Directions:
Express the data below as a Markdown table with the columns "Row" and "Line": number each nonblank line in "Row" and put its text in "Line", omitting blank lines.

Data shown:
━━━━
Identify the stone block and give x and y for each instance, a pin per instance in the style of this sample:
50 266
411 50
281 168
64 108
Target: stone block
━━━━
Expected answer:
| Row | Line |
|---|---|
| 1 | Identify the stone block and give x and y for each instance, a pin per instance in the style of this sample: |
| 2 | 50 266 |
| 3 | 411 50 |
| 4 | 281 168 |
| 5 | 64 108 |
| 6 | Target: stone block |